§ **To do**:
Copy the lines in the material below word for word, from the line with "Pick out each car tire." to the line with "225;17;366;87", including both of those lines.

§ **Supplied information**:
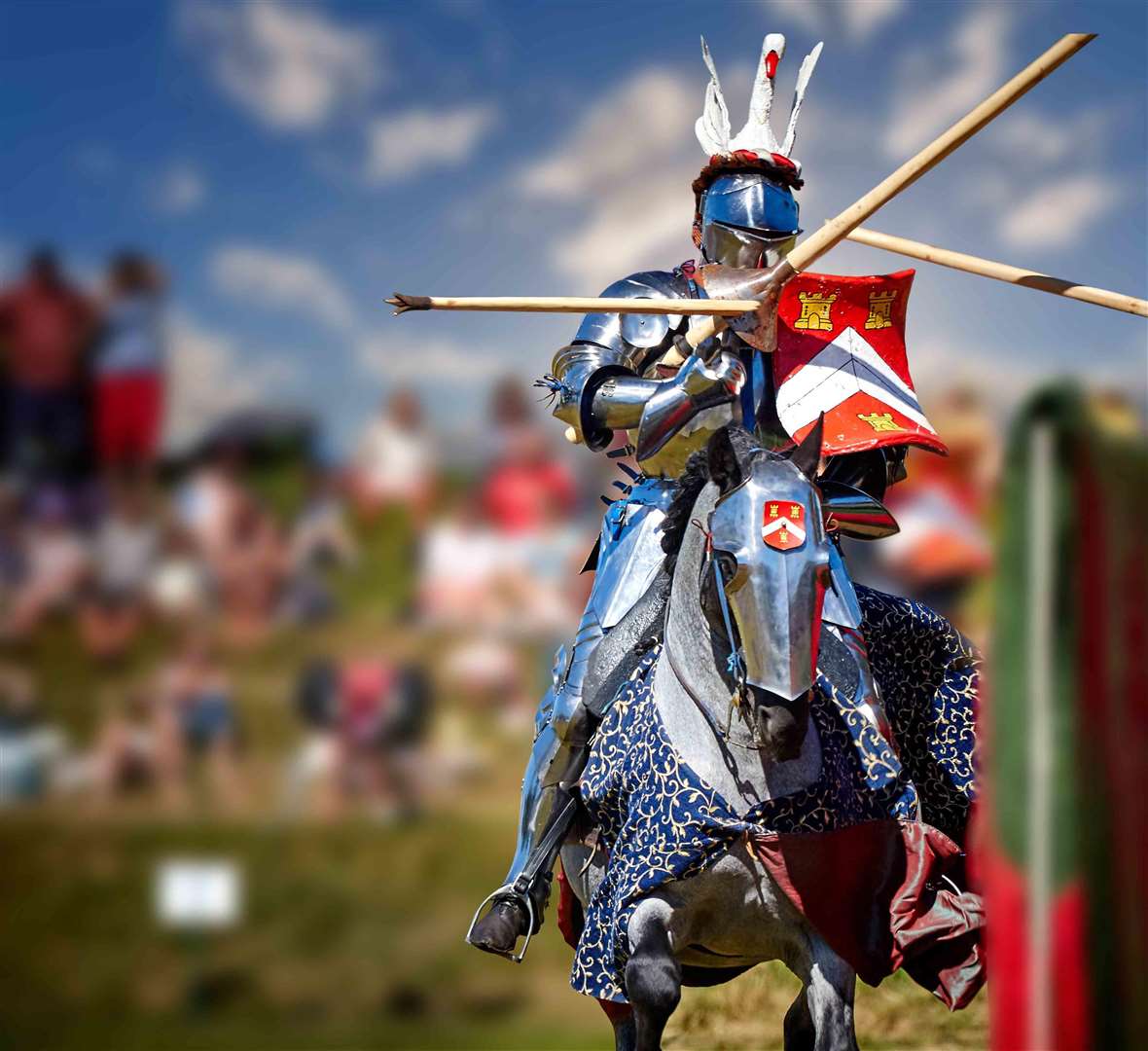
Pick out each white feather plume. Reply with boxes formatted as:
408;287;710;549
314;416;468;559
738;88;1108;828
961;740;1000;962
694;33;822;167
780;41;823;157
694;37;730;157
729;33;785;153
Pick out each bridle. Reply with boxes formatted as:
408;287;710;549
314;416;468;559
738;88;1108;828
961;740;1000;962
663;512;765;751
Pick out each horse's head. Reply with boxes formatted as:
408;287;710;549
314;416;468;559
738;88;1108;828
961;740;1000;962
701;422;831;760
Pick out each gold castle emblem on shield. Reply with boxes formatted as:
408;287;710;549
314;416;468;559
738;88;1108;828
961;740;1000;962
793;292;837;332
865;291;897;329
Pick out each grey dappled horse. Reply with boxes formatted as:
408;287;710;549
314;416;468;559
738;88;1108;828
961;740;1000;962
562;425;856;1051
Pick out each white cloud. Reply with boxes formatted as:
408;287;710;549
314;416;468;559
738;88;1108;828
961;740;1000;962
551;172;697;292
149;163;206;215
355;332;508;388
180;0;380;131
984;107;1114;167
164;312;294;451
884;7;1014;159
364;102;498;185
517;69;702;291
520;69;703;201
210;244;355;331
1000;173;1124;248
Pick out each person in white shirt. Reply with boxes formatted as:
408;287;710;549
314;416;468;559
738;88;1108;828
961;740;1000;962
351;390;438;522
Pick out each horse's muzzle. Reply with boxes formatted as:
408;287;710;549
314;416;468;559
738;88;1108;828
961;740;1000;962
748;684;809;763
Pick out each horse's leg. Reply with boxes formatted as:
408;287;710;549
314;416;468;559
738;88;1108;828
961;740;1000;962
610;1011;637;1051
785;934;857;1051
626;897;682;1051
784;986;817;1051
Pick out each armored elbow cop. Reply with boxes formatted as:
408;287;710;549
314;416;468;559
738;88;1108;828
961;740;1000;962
554;344;746;460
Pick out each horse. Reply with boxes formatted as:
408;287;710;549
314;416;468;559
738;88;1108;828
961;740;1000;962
561;422;857;1051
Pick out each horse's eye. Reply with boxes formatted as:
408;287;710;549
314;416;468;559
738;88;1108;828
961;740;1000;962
714;552;738;587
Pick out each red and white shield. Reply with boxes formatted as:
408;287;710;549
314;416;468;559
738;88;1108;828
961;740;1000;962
761;499;805;552
772;270;946;453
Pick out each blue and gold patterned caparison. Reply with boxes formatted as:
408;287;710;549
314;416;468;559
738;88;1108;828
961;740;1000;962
570;586;980;1001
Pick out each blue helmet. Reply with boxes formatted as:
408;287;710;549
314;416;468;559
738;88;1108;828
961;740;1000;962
700;171;802;268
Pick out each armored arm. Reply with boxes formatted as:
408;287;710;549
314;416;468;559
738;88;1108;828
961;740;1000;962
548;272;745;459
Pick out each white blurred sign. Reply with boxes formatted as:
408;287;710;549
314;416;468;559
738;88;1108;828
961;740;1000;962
155;858;243;928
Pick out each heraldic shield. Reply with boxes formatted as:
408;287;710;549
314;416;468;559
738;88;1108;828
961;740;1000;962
761;499;805;552
772;270;949;453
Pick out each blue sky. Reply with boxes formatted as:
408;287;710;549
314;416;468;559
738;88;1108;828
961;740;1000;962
0;0;1148;446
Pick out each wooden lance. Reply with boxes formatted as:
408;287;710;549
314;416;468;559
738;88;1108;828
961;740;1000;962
387;33;1095;340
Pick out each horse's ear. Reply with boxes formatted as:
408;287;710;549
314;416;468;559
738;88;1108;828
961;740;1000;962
790;413;825;482
706;427;745;492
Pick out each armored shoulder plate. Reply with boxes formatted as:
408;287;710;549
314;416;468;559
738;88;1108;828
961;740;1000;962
574;270;690;356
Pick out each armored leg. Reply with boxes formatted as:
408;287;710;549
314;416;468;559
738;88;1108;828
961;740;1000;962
466;604;603;961
466;479;672;960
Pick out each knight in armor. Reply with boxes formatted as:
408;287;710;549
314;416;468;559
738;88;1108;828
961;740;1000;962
467;34;905;960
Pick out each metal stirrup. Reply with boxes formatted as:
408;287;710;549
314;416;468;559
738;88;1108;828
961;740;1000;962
466;796;578;963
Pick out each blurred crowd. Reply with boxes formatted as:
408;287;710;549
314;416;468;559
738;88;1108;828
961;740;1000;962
0;249;999;819
0;248;593;817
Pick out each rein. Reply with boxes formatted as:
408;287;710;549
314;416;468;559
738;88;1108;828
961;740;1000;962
664;520;763;751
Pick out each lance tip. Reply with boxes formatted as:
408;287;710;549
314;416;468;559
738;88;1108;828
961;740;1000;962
387;292;431;317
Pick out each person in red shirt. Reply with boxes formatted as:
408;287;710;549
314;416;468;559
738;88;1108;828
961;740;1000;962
483;431;576;535
0;248;96;480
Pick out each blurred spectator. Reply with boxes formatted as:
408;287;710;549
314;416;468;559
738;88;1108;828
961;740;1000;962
282;657;342;817
340;657;431;819
174;446;243;559
0;669;64;807
208;491;288;645
159;631;246;812
79;482;161;660
90;689;183;805
148;522;211;624
0;482;27;625
95;251;164;470
483;380;578;535
419;494;500;629
0;489;89;641
874;388;1000;631
350;390;438;524
279;473;358;624
484;376;534;463
0;248;95;482
483;428;578;536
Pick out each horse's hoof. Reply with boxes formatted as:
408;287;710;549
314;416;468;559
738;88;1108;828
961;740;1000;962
467;898;529;956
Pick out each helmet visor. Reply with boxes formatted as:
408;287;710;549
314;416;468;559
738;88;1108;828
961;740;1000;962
701;223;797;270
701;172;802;236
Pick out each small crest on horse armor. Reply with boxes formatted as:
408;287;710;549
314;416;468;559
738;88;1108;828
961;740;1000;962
761;499;805;552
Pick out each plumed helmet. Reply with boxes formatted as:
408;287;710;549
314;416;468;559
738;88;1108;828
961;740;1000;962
694;33;821;267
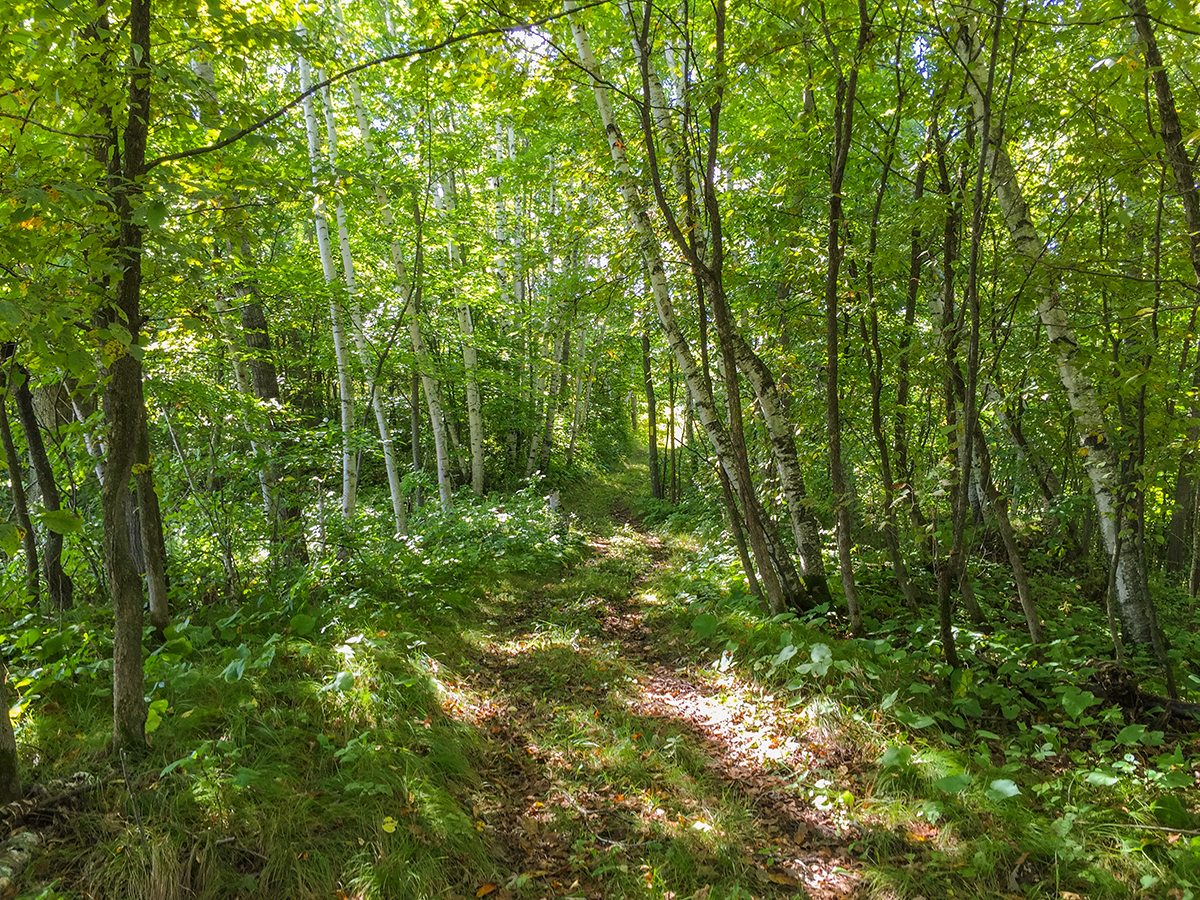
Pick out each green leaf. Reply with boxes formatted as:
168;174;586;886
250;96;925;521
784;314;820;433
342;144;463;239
984;778;1021;803
1153;794;1192;828
770;643;797;668
133;199;167;232
233;766;259;787
1062;685;1100;719
0;522;22;557
158;751;196;778
0;300;22;328
896;709;934;728
146;700;168;734
1117;725;1146;746
325;672;354;694
691;612;716;637
934;772;971;793
38;509;83;534
222;656;246;684
290;612;317;637
880;744;912;769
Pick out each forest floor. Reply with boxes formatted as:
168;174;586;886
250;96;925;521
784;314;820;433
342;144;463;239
436;487;864;900
9;464;1200;900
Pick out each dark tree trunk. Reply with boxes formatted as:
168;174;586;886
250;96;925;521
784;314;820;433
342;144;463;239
0;381;41;607
133;422;170;640
0;660;24;806
239;285;308;564
97;0;151;750
13;366;74;610
642;331;662;500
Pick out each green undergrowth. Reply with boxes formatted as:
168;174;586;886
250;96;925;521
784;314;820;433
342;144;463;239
2;468;1200;900
659;547;1200;900
4;486;577;898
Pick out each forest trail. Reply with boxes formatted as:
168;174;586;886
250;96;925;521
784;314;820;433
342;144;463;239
443;487;863;900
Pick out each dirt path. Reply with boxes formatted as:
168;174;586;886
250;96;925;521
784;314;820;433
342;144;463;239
445;508;862;900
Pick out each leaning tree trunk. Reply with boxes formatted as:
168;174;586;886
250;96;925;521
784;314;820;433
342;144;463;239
335;45;450;521
442;175;484;497
318;70;408;535
1129;0;1200;596
642;329;662;500
13;366;74;610
0;385;41;607
824;0;870;635
954;17;1154;643
97;0;154;751
300;49;358;521
620;0;828;585
0;657;25;806
563;0;805;612
133;414;170;640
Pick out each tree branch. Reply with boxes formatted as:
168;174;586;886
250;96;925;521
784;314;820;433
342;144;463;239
143;0;610;172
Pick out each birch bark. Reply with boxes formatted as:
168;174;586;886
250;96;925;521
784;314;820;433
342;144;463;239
442;175;484;497
620;0;828;580
300;51;358;521
954;14;1154;643
317;70;408;534
563;0;805;612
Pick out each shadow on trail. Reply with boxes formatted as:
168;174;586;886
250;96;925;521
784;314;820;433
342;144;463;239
444;517;860;900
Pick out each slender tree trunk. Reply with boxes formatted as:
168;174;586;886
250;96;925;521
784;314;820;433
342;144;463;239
96;0;154;752
642;329;662;500
0;657;25;806
0;378;41;607
1129;0;1200;595
318;71;408;535
443;175;484;497
241;294;308;564
13;366;74;610
824;0;870;635
133;416;170;641
300;49;359;521
954;18;1154;643
564;0;805;612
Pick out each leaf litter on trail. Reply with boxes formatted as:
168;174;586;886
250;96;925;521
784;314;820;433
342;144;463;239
436;511;858;900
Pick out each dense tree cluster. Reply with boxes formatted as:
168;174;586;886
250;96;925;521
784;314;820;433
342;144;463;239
0;0;1200;777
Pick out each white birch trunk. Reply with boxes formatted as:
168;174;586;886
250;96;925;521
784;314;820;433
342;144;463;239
620;0;826;578
442;178;484;497
954;16;1151;643
336;56;450;513
317;74;408;534
563;0;802;612
300;56;358;521
212;294;275;524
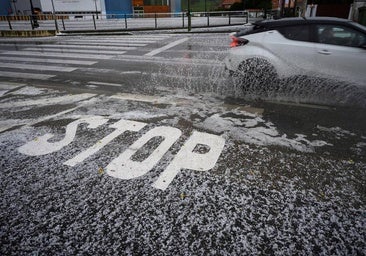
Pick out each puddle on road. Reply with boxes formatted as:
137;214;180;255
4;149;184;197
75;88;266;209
144;59;366;108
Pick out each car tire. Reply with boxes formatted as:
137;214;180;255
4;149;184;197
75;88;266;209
234;58;278;93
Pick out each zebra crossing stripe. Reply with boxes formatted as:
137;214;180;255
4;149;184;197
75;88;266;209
0;51;113;60
26;43;136;51
24;48;125;55
1;56;98;66
65;40;147;47
0;71;55;80
0;63;77;72
0;93;95;109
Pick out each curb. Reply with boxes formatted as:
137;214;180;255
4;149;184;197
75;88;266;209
0;30;56;37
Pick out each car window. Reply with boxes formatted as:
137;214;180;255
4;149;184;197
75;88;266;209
316;25;366;47
278;25;310;41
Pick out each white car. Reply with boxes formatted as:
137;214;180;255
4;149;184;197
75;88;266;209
225;17;366;87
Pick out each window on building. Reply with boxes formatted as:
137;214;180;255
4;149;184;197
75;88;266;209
144;0;168;5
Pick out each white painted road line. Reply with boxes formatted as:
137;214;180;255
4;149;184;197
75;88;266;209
0;82;26;97
0;93;95;108
65;40;147;47
88;81;122;87
0;63;77;72
1;56;98;66
145;37;189;56
24;48;126;55
29;43;136;51
0;71;55;80
1;51;113;60
0;98;100;132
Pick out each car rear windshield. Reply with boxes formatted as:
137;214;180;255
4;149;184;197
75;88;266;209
277;25;310;41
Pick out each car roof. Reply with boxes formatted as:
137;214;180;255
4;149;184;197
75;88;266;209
253;17;366;33
254;17;353;28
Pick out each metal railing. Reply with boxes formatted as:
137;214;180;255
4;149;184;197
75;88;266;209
0;11;264;32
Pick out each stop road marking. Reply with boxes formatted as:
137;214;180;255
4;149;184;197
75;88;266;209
18;116;225;190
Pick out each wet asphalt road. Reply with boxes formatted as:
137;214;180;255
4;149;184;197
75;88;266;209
0;34;366;255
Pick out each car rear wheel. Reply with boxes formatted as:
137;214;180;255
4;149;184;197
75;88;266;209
234;58;278;92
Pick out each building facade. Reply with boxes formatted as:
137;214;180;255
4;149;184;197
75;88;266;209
0;0;181;15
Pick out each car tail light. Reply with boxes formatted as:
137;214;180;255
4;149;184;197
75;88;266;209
230;36;249;48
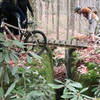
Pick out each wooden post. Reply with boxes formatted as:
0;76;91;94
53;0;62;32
65;48;75;79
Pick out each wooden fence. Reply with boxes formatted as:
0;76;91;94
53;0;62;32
30;0;100;41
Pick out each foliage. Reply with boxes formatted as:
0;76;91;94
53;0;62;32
48;79;93;100
72;37;100;97
0;34;52;100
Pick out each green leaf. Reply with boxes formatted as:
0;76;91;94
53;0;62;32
71;97;78;100
78;96;84;100
11;66;18;75
80;88;88;93
27;55;32;63
67;85;78;93
13;40;24;48
0;67;3;79
82;94;93;100
70;82;82;88
30;52;42;60
28;46;33;51
0;88;4;98
55;80;64;84
48;84;64;89
5;81;16;97
61;93;73;99
63;88;68;94
0;53;4;63
5;53;9;63
10;54;18;62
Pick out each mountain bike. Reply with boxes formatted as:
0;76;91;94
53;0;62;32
0;18;47;56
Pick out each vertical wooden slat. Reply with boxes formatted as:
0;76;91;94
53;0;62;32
66;0;70;40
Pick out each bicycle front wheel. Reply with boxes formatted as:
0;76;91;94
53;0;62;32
24;30;47;55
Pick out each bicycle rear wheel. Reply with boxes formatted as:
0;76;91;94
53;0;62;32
24;30;47;55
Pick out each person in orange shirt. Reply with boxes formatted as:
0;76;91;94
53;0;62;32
74;7;99;41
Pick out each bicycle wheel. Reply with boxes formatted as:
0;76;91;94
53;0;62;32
24;30;47;55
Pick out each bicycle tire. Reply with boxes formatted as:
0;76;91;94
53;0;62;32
24;30;47;56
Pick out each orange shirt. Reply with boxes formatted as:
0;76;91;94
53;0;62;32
81;7;97;19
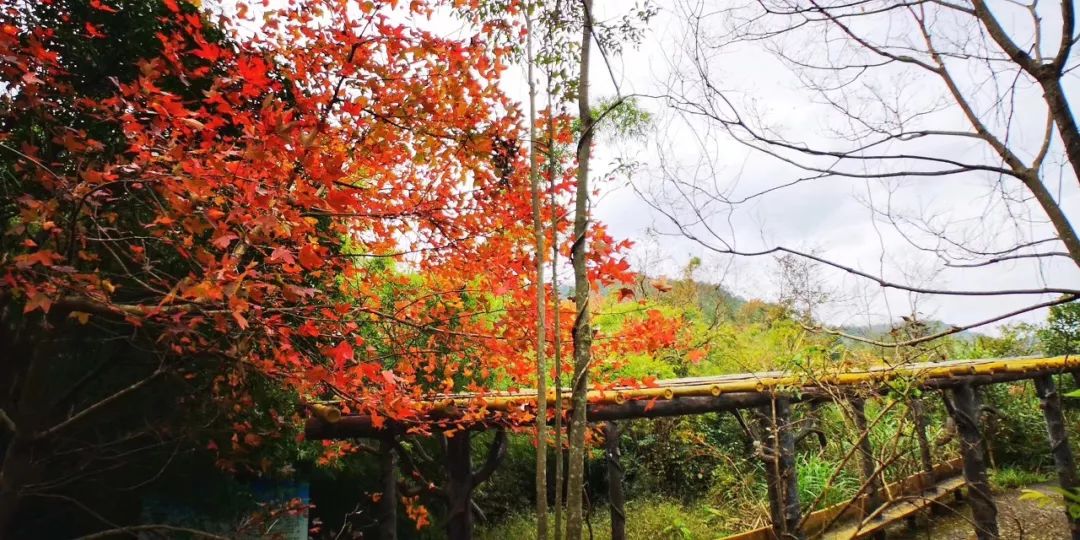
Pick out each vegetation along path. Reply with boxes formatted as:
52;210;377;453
889;484;1069;540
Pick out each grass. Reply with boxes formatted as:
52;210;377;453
990;467;1050;489
476;498;738;540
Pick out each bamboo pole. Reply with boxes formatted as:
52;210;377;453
1035;375;1080;540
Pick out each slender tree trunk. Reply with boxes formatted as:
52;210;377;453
0;431;31;539
548;109;566;540
566;0;593;540
851;397;885;540
379;435;397;540
755;397;805;540
446;430;473;540
950;384;999;540
1039;73;1080;196
1035;375;1080;540
912;400;936;488
604;420;626;540
525;2;548;540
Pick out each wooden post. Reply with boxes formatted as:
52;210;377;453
445;427;507;540
850;397;885;540
604;421;626;540
757;397;805;540
1035;375;1080;540
909;397;945;523
379;435;397;540
945;384;999;540
446;430;473;540
910;399;937;483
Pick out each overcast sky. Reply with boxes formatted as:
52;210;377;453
508;0;1080;332
207;0;1080;332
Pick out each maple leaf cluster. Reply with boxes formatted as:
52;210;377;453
0;0;643;455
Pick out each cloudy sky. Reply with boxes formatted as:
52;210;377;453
518;0;1080;324
207;0;1080;332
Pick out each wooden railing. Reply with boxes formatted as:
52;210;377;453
724;458;964;540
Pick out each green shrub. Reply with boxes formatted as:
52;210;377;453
990;467;1050;489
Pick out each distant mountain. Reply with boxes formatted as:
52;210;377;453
838;320;986;342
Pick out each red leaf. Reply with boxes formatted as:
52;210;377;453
90;0;117;13
326;341;353;368
300;244;323;270
270;245;296;265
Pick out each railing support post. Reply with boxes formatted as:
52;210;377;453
604;420;626;540
946;384;999;540
850;397;885;540
756;397;805;540
1035;375;1080;540
446;430;473;540
379;435;397;540
909;397;945;515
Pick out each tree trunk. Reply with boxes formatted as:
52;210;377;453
757;397;805;540
548;86;566;540
604;421;626;540
525;2;548;540
949;384;999;540
566;0;593;540
851;397;885;540
912;400;936;488
379;435;397;540
1035;375;1080;540
0;431;30;539
446;430;473;540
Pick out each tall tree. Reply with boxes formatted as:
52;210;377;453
525;2;557;540
566;0;593;540
0;0;542;535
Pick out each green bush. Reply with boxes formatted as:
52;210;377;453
990;467;1050;489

§ **Worked answer**:
Pick out each car tire. Reply with boxes formatted as:
137;214;180;255
4;149;184;197
75;88;266;209
234;58;278;93
Pick out each zebra crossing stripe. Reply with boxes formatted as:
137;214;180;255
4;149;184;197
75;88;266;209
0;51;113;60
26;43;136;51
24;48;125;55
1;56;98;66
65;40;147;47
0;71;55;80
0;63;77;72
0;93;95;109
Pick out each curb. Reply with boxes formatted as:
137;214;180;255
4;149;184;197
75;88;266;209
0;30;56;37
Pick out each car window. Reply with boxes formatted as:
137;214;180;255
4;149;184;197
75;88;266;209
316;25;366;47
278;25;310;41
Pick out each white car. Reply with boxes formatted as:
137;214;180;255
4;149;184;197
75;88;266;209
225;17;366;87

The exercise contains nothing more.